→ **Stated problem**
Render every line of the items below as a JSON list of strings, one string per line, skipping blank lines and leaving out the pictures.

··· The records ···

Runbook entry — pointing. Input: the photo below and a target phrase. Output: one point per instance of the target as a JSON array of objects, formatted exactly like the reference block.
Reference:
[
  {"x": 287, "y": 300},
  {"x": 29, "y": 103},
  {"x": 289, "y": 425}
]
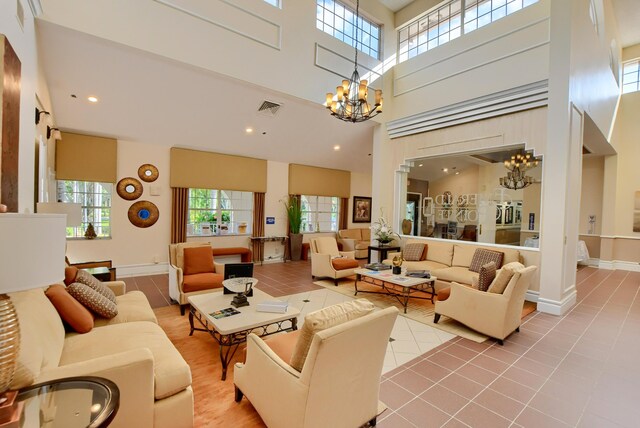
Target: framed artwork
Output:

···

→ **Written solution**
[
  "Runbook entry — pointing. Input: the photo below and a target phrase. Output: one point per instance of the target as a JSON array of objects, formatted exactly like the reference block.",
  "Reference:",
  "[",
  "  {\"x\": 287, \"y\": 300},",
  "  {\"x\": 29, \"y\": 103},",
  "  {\"x\": 289, \"y\": 425}",
  "]",
  "Target: framed artwork",
  "Output:"
]